[TASK LIST]
**A)** Which arguments are passed to render in the code quoted in the mailing-list reply about Django decorators? List them.
**B)** Update the photo-based point labeling rows by replacing "Expected behavior" with "Instruction" everywhere and changing nothing else. Leave the pictures out of your answer.

[SELECTED PASSAGE]
On Sun, 30 Nov 2014 10:30:29 -0800 Richard Brockie
<rich...@ontheday.net> wrote:
> I'm running into the situation where I have several views with the
> same set of decorators:
> @login_required()
> @user_passes_test(some_test_function, login_url='/',
> redirect_field_name=None)
> def some_view(request):
>     # some code
>     return render(request, 'some_template.html', locals())
> 
> How would I go about combining the two (or more) decorators into a
> single decorator that can be used instead and retain the
> functionality?

Well, if the user has to pass a test, you have to have a user first.
And unless the AnonymousUser passes your permissions tests, the
combination of "@login_required" and "@user_passes_test" is a
redundancy… At least it was in my old project I worked for where we
replaced these duplicates and used only the permissions tests and it
worked great. No user -> no permissions to check for. (Actually it was
no user -> no company & no roles -> no permissions.)

[Photo-based point labeling data]
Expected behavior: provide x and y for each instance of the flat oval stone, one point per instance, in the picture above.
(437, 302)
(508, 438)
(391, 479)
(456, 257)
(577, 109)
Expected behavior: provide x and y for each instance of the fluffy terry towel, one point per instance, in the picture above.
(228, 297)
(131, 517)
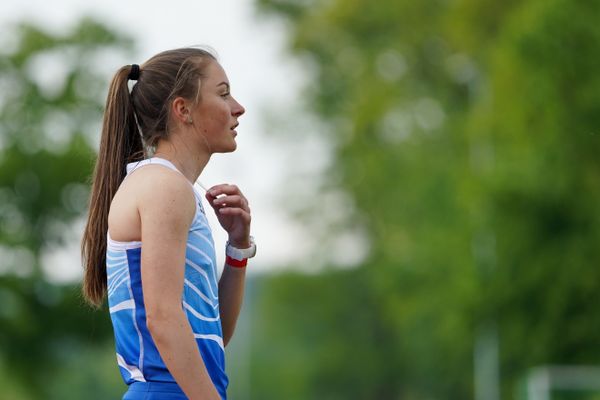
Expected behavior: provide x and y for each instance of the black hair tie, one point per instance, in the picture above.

[LIST OF SOLUTIONS]
**A)** request, 'some_template.html', locals()

**B)**
Instruction: provide x and y for each instance of the flat oval stone, one point per instance, in the picture above.
(437, 302)
(508, 438)
(391, 479)
(456, 257)
(577, 109)
Instruction: provide x and y for each instance of the fluffy terry towel, one point per instance, in the picture above.
(228, 297)
(131, 517)
Instruction: provide x and y for each instance of the black hair tie, one point per instance, in the picture above.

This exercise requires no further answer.